──────── Source extract ────────

Growth rate and industry trends

  • With Canada’s TV, video, and cinema markets projected to show signs of growth over the next five years; Internet Protocol Television (IPTV) has been identified as an opportunity for growth.44 PwC’s projections suggest that IPTV subscriptions will grow at a 6.3% CAGR, to eventually reach 2.3 million subscribers.45 Notably, IPTV generated close to $1.3 billion in revenues in 2014, which was the first time it hit the 1 billion dollar mark since its introduction into the marketplace.46 While the market share of IPTV is growing, this comes with declines in the market shares of cable and satellite services, respectively.47
  • Cord-cutting and cord-shaving remain trends to watch in the Canadian (and global) television context. A recent report suggests that the Canadian market lost approximately 190,000 subscribers in 2015, and predicts a subscriber decline of 191,000 for 2016.48 According to the Convergence Research Group, 3.43 million Canadian households (23.7% of total households) did not have a traditional television subscription with a cable, satellite, or telecommunications provider in 2015.49 However, recent data from Media Technology Monitor (MTM) suggests that despite the pressures associated with cord-cutting and cord-shaving, the majority of English-speaking Canadians still subscribe to traditional television services.50
  • This same research from MTM provides further evidence about the popularity of over-the-top services in Canada, with almost half (48%) of total Canadian Anglophones having a subscription to Netflix.51
  • Interestingly, recent data also shows growth in the national over-the-air (OTA) market, primarily driven by millennials. Research, also from MTM, shows that 8% of Anglophone Canadian adults watched OTA in 2016; a 7% growth from 2015.52 This growth appears to have been primarily driven by millennial consumers, whose share of OTA connections has grown to 13%.53

Global and domestic issues

  • Acknowledging significant changes in how consumers access and view television in Canada, the Canadian Radio-television and Telecommunications Commission (CRTC) launched an initiative called “Let’s Talk TV: A Conversation with Canadians” in 2014. An initial open consultation received over 1,300 comments and a September 2014 public hearing saw over 100 intervenors providing feedback to the CTRC. In early 2015, the CRTC released decisions related to over-the-air television, simultaneous substitution, video-on-demand services, Canadian content, and a consumer code. Key changes of interest to the Ontario production sector include: the reduction of quotas which set out the amount of Canadian programming on local and specialty channels, the elimination of genre protection rules for specialty channels, more broadcaster flexibility in promoting Canadian content, and changes to what constitutes a Canadian production. Under two new pilot programs, the CRTC has relaxed the Canadian content rules for productions with a per-episode budget of over $2 million or productions that are based on an adaptation of a best-selling Canadian book. The Let’s Talk TV decision also opened the door for broadcasters to apply to remove the requirement for them to adhere to the previously negotiated Terms of Trade agreement with independent producers.54
  • In light of the changes brought forward by the Let’s Talk TV decision, the CRTC also issued Broadcasting Regulatory Policy 2016-343, which is its new policy framework for Certified Independent Production Funds (CIPFs). This revised policy framework introduces several key changes to CIPFs, including: the removal of the requirement that producers obtain a broadcast licence or development agreement to receive CIPF funding, refined definition of ‘new media content’, the lowering of the maximum required Canadian certification points to six, and making co-ventures eligible for CIPF funding.55
  • The Let’s Talk TV decision also changed the regulatory environment around the packages cable providers are required to offer consumers. The CRTC announced in March 2015 that the new offering of a $25 “skinny-basic” channel package, coupled with the ability for consumers to buy additional individual channels on a pick-and-pay basis, would give Canadians more freedom to choose the television content that suits their needs. Consumers gained access to the new entry-level service and pick-and-pay options by March 2016.56
  • As of April 15, 2016, the CRTC announced that more than 66,000 Canadians had signed up for the new basic television package.57 However, based on a number of complaints from consumers, the CRTC called Bell, Rogers, Shaw and Videotron to a hearing to examine the launch of the “skinny basic” cable packages.58 The decision from this CRTC hearing has not yet been released.

────────

Your instructions:
From the Canadian television excerpt above, list the companies that the CRTC called to a hearing about the launch of the "skinny basic" cable packages.

──────── Extracted information ────────

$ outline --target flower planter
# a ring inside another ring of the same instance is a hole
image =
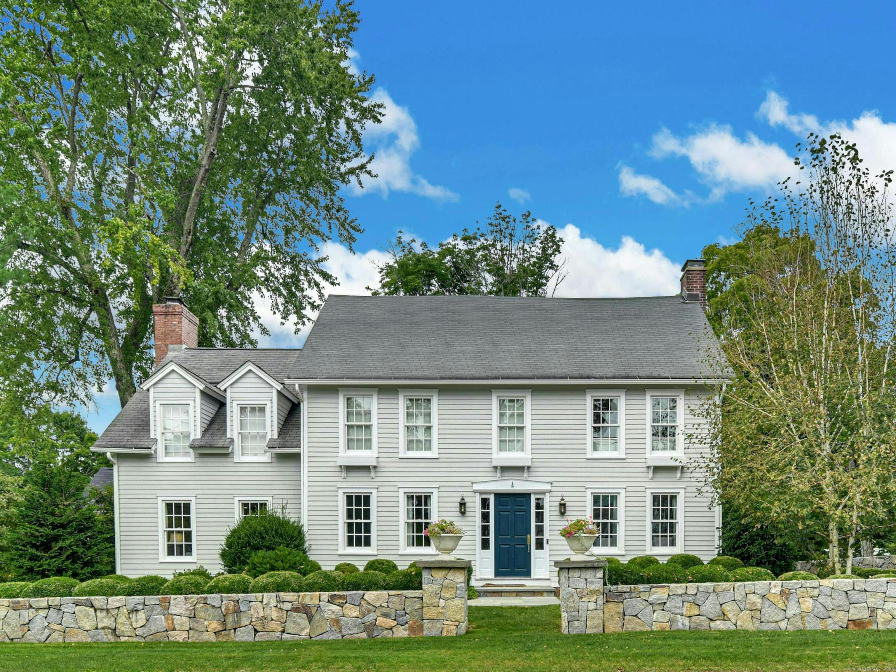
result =
[[[433,546],[435,547],[435,549],[447,560],[451,558],[451,554],[454,552],[455,548],[457,548],[457,545],[461,543],[462,537],[462,534],[443,533],[437,536],[430,537],[429,538],[432,540]]]
[[[590,560],[591,556],[585,554],[594,546],[594,539],[598,538],[596,534],[573,534],[572,537],[564,537],[569,549],[573,551],[571,560]]]

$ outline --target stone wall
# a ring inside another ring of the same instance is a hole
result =
[[[272,642],[466,633],[470,562],[422,560],[418,565],[422,590],[0,599],[0,642]]]
[[[604,632],[896,629],[896,580],[608,586]]]
[[[604,632],[606,560],[554,563],[560,583],[560,629],[564,634]]]

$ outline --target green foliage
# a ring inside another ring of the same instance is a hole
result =
[[[147,574],[138,576],[134,581],[122,584],[122,595],[140,596],[140,595],[163,595],[162,589],[168,580],[164,576]]]
[[[387,576],[382,572],[365,570],[354,574],[344,574],[342,589],[345,590],[401,590],[392,585],[394,574]],[[305,585],[313,585],[311,582]],[[333,589],[320,589],[333,590]]]
[[[291,519],[285,510],[246,516],[228,532],[220,549],[221,564],[228,573],[238,574],[254,553],[280,547],[306,553],[302,523]]]
[[[703,564],[702,560],[690,553],[676,553],[666,562],[669,564],[677,564],[679,567],[684,567],[685,569],[696,567],[698,564]]]
[[[381,572],[383,574],[391,574],[393,572],[398,572],[398,565],[392,560],[387,560],[383,557],[375,557],[373,560],[367,561],[367,564],[364,565],[364,571]]]
[[[366,570],[359,572],[357,575],[360,576],[366,573]],[[332,592],[334,590],[341,590],[345,582],[353,576],[356,576],[356,574],[343,574],[339,572],[328,570],[313,572],[306,576],[302,582],[302,591]]]
[[[29,591],[31,584],[27,581],[11,581],[6,583],[0,583],[0,599],[14,599],[23,598]],[[65,597],[68,597],[67,595]]]
[[[255,551],[249,558],[246,566],[246,573],[252,578],[266,574],[269,572],[298,572],[300,574],[309,574],[309,565],[314,561],[301,551],[286,547],[279,547],[270,551]],[[320,569],[320,564],[314,563]]]
[[[562,280],[562,245],[553,226],[539,226],[530,212],[517,220],[497,203],[484,228],[464,228],[436,249],[400,232],[374,293],[544,297]]]
[[[659,562],[653,556],[636,556],[628,561],[628,566],[640,569],[648,564],[657,564]]]
[[[707,564],[718,564],[722,569],[732,572],[744,566],[744,563],[733,556],[716,556]]]
[[[731,573],[720,564],[701,564],[685,570],[688,583],[719,583],[731,581]]]
[[[778,581],[814,581],[818,577],[810,572],[785,572]]]
[[[253,579],[249,592],[301,592],[305,581],[297,572],[271,572]]]
[[[221,574],[209,582],[205,590],[209,593],[239,594],[249,592],[251,585],[252,577],[246,574]]]
[[[78,584],[72,595],[75,598],[111,598],[122,595],[125,583],[115,579],[90,579]]]
[[[775,575],[762,567],[738,567],[731,572],[734,581],[774,581]]]
[[[71,598],[78,587],[77,579],[71,576],[51,576],[36,581],[28,587],[22,598]]]
[[[266,333],[255,291],[297,329],[336,281],[315,251],[360,230],[342,187],[372,175],[383,105],[349,61],[358,11],[172,6],[4,12],[0,380],[56,404],[110,376],[128,401],[157,297],[186,299],[201,346]]]
[[[209,579],[202,574],[183,573],[174,577],[161,587],[159,595],[202,595]]]

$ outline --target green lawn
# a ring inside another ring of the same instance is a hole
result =
[[[463,637],[0,644],[0,670],[892,670],[896,631],[560,634],[557,607],[470,607]]]

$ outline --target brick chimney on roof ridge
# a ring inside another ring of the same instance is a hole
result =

────────

The solution:
Bell, Rogers, Shaw, Videotron